- [REQUIREMENT A]: In the blog post about the Ephesus souvenir soap, what does the soap's label say it is produced from?
- [REQUIREMENT B]: Translate this sentence from the blog post about the Ephesus souvenir soap into Spanish: "Folks like stuff with magic-like properties."
- [REQUIREMENT C]: Reproduce the part of the blog post about the Ephesus souvenir soap that opens with the words containing "Pilot Chuck Yeager" and closes with "of the water.", substituting "the actress" for "Sigourney Weaver".

- [SELECTED EXCERPT]:
============================================================

Virgin Mary souvenir soap(left) from Ephesus, Turkey, where the BVM supposedly spent the rest of her life after her son's crucifixion. The label reads:
"This soap is produced from the olive trees in the district of Virgin Mary's House" and "Tura Turizm, Sea Tours." My father bought this for me during a Mediterranean cruise that stopped at Ephesus.
I had a deprived childhood: I was deprived of religious tchotchke.
Raised by secular humanist parents, I longed for trinkets and incantations.
The Catholic kids seemed to have the best stuff, like rosaries and genuflection.
No doubt this is one of the reasons that I became Catholic as an adult (besides that my father's Sicilian religious genes beat out my mother's Scottish ones). But I really would have made a terrific Hindu.
Folks like stuff with magic-like properties.
In "The Right Stuff," a movie about the Mercury 7 astronauts, the "right stuff" means having guts and nerve, but you also see that some of the men engage in little rituals.
Pilot Chuck Yeager always asks his friend for a stick of gum before he risks his life testing supersonic jets. The first man into space prays. John Glenn hums.
I decided to use my Ephesus soap, figuring it will eventually get rancid anyway. It smells nice, and I feel I am anointing myself with strengthening medicine.
And speaking of bravery and space, I've mentioned two Sigourney Weaver movies in this blog so far (Death and the Maiden and The Year of Living Dangerously), but her best role was as the space heroine in Alien.
I haven't seen that movie since it came out, but I thought of it the other day because it blows Star Trek's image of women out of the water.
Feminism has been so successful that most young people don't question that women can have the "right stuff" too. But I remember when it was otherwise.
Given what she went through, I think Mary must have been more like the heroine in "Alien" than the prissy Victorian girl of childhood holy cards, wonderful trinkets though they are.

============================================================

Data entries
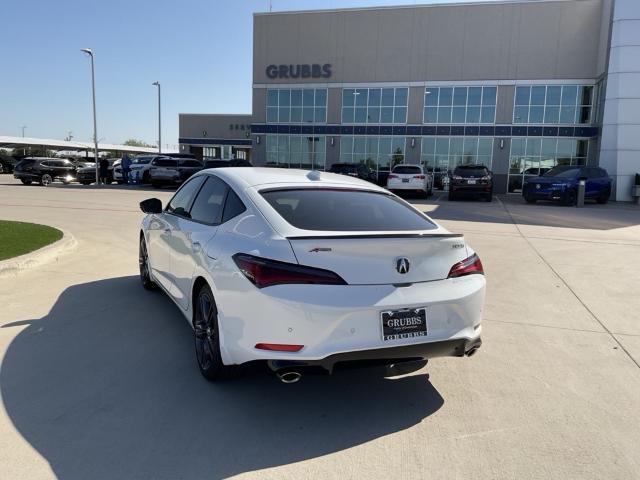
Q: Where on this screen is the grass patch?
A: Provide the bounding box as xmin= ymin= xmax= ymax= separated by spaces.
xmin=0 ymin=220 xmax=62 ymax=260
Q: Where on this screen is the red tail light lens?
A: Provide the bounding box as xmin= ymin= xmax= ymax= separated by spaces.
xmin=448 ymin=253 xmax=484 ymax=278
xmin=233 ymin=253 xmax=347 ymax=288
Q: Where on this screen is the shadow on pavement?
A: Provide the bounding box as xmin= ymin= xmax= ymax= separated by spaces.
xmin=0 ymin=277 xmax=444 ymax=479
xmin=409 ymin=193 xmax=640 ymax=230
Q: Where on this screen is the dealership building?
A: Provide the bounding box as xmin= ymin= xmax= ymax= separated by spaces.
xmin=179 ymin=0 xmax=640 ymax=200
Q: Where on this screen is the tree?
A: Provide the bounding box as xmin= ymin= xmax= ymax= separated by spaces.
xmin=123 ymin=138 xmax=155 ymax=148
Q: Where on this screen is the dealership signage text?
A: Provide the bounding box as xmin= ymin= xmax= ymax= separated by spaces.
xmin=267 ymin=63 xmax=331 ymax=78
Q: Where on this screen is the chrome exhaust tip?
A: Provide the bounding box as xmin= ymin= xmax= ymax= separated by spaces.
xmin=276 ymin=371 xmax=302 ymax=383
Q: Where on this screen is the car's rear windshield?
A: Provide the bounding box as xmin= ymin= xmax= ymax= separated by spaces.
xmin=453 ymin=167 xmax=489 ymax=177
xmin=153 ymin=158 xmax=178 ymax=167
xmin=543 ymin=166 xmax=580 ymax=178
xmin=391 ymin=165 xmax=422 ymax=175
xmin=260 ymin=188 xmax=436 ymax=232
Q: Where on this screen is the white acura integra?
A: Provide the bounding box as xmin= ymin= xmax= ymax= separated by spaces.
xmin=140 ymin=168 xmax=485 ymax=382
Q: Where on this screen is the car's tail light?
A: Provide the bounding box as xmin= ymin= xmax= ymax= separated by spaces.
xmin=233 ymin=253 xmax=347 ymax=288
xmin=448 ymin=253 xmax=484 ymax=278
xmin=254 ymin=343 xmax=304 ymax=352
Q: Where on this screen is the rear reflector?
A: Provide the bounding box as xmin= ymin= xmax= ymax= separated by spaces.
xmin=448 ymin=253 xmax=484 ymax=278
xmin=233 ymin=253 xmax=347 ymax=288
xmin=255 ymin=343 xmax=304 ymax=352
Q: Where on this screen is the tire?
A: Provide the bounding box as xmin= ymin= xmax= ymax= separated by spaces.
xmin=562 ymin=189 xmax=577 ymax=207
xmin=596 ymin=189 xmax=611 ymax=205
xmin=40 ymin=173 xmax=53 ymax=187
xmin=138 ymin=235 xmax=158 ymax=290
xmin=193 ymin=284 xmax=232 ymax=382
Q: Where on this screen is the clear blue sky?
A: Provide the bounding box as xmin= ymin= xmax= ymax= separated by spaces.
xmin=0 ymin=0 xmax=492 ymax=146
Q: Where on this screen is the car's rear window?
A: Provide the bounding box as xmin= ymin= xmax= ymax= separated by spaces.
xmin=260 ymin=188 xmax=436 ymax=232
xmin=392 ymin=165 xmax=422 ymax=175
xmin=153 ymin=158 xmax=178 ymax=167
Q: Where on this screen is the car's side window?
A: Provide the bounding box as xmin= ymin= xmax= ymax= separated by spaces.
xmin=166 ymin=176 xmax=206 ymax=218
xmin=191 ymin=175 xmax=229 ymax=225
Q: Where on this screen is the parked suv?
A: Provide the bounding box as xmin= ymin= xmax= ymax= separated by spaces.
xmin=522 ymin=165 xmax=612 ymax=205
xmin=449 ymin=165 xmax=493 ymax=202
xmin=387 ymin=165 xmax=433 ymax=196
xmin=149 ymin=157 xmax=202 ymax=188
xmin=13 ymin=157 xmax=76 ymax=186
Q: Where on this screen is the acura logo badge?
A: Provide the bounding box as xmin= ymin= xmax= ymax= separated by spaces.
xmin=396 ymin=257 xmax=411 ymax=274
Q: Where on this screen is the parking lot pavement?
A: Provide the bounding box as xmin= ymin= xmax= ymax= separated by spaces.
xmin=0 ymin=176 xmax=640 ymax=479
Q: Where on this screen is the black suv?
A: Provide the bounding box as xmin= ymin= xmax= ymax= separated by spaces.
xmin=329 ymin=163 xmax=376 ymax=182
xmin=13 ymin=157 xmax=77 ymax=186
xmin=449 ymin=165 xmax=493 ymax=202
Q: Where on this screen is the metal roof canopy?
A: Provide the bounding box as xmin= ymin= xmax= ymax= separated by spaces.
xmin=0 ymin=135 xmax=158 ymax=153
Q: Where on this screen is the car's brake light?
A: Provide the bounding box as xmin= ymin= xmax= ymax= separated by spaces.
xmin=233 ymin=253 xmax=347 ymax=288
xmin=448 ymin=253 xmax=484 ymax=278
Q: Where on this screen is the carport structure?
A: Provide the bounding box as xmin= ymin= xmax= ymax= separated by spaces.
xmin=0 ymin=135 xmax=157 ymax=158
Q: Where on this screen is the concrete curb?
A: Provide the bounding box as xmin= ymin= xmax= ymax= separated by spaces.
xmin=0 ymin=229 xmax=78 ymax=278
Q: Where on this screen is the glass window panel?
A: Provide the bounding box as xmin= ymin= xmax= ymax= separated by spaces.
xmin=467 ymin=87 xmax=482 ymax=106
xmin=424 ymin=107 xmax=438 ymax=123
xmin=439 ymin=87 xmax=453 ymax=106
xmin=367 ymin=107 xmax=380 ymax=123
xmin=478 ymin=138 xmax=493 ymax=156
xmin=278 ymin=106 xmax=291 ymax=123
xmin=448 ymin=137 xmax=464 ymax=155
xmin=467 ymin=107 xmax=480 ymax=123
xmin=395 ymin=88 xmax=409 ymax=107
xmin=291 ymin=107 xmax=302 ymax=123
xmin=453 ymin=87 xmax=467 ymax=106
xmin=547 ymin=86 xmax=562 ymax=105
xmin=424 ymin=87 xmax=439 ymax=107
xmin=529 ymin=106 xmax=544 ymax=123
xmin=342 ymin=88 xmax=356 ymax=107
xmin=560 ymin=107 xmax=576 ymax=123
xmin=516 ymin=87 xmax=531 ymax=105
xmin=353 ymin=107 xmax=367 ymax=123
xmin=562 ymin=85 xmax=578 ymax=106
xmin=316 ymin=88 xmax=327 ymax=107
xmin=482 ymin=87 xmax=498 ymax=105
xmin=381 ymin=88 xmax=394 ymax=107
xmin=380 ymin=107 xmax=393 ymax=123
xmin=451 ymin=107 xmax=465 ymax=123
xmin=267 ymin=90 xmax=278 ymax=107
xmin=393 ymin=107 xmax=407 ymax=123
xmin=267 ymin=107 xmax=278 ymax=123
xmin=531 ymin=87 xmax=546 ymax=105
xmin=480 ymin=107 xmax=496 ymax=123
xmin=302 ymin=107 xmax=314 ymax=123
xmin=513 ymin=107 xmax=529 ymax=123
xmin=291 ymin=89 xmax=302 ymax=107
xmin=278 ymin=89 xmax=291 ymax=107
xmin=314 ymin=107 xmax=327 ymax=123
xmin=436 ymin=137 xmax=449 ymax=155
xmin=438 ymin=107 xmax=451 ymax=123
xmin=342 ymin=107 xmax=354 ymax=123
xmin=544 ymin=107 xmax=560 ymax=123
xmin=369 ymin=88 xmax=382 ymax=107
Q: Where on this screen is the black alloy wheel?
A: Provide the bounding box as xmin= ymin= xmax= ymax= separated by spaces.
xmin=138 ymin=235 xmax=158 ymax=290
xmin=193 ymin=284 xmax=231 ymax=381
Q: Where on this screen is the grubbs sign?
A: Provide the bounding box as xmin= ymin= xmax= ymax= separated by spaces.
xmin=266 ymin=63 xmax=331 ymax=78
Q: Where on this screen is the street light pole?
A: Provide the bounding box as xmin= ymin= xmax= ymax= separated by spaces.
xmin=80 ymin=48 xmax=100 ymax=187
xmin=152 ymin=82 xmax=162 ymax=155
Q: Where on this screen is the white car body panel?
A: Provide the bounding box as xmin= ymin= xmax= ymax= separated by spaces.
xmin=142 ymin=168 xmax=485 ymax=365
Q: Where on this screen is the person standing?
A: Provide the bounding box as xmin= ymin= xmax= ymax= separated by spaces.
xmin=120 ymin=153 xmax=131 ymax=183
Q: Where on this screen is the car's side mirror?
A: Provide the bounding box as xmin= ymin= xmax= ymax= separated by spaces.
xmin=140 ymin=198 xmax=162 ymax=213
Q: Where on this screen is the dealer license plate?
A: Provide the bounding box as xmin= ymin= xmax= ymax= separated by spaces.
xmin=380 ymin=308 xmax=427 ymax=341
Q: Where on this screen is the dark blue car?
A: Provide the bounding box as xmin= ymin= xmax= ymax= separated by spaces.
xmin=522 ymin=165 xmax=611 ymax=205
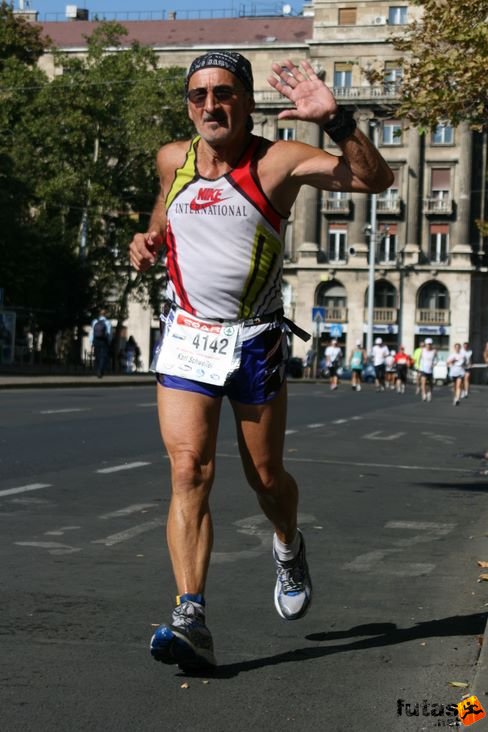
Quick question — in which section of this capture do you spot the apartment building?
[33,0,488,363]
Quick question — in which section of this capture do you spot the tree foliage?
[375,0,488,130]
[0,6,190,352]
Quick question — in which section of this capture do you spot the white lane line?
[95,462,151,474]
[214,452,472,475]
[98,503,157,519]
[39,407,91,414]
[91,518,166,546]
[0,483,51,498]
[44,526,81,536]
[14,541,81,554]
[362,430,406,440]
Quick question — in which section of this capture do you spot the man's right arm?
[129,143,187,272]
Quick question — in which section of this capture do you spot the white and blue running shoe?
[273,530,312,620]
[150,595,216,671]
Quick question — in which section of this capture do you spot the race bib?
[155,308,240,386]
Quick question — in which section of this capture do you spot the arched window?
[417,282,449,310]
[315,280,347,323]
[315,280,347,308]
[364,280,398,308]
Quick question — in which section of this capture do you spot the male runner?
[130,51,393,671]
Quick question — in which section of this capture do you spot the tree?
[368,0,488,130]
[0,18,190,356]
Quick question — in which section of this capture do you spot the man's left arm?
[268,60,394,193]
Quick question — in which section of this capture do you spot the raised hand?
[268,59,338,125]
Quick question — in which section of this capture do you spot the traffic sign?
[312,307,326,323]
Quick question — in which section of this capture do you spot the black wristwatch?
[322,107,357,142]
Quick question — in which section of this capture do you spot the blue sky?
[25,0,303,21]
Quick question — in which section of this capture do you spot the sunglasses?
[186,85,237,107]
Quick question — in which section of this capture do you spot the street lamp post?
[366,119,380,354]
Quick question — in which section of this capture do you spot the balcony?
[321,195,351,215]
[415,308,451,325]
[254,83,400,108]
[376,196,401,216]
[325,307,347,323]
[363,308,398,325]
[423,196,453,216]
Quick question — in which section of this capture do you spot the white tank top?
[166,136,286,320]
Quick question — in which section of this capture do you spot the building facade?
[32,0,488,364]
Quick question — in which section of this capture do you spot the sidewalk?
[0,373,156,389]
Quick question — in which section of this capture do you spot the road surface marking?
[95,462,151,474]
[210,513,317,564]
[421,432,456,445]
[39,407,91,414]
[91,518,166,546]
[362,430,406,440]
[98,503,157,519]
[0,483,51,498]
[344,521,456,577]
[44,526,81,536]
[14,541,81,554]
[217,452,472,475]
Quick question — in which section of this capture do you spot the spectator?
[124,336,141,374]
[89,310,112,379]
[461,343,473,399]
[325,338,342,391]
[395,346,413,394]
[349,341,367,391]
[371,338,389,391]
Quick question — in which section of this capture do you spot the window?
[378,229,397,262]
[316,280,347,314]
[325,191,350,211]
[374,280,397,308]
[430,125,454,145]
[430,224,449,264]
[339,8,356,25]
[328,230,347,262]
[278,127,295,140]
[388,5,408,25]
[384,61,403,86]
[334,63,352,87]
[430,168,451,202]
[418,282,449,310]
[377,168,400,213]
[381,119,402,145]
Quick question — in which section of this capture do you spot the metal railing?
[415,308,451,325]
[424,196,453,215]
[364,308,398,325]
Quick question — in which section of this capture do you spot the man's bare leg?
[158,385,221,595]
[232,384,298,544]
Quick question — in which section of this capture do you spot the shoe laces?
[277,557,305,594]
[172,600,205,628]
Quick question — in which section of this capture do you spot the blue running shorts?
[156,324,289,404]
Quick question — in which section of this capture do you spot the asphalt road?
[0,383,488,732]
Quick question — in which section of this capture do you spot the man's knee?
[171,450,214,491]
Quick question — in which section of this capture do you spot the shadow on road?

============================================================

- [RESPONSE BOX A]: The olive trees in the district of Virgin Mary's House.

- [RESPONSE BOX B]: A la gente le gustan las cosas con propiedades casi mágicas.

- [RESPONSE BOX C]:
Pilot Chuck Yeager always asks his friend for a stick of gum before he risks his life testing supersonic jets. The first man into space prays. John Glenn hums.
I decided to use my Ephesus soap, figuring it will eventually get rancid anyway. It smells nice, and I feel I am anointing myself with strengthening medicine.
And speaking of bravery and space, I've mentioned two the actress movies in this blog so far (Death and the Maiden and The Year of Living Dangerously), but her best role was as the space heroine in Alien.
I haven't seen that movie since it came out, but I thought of it the other day because it blows Star Trek's image of women out of the water.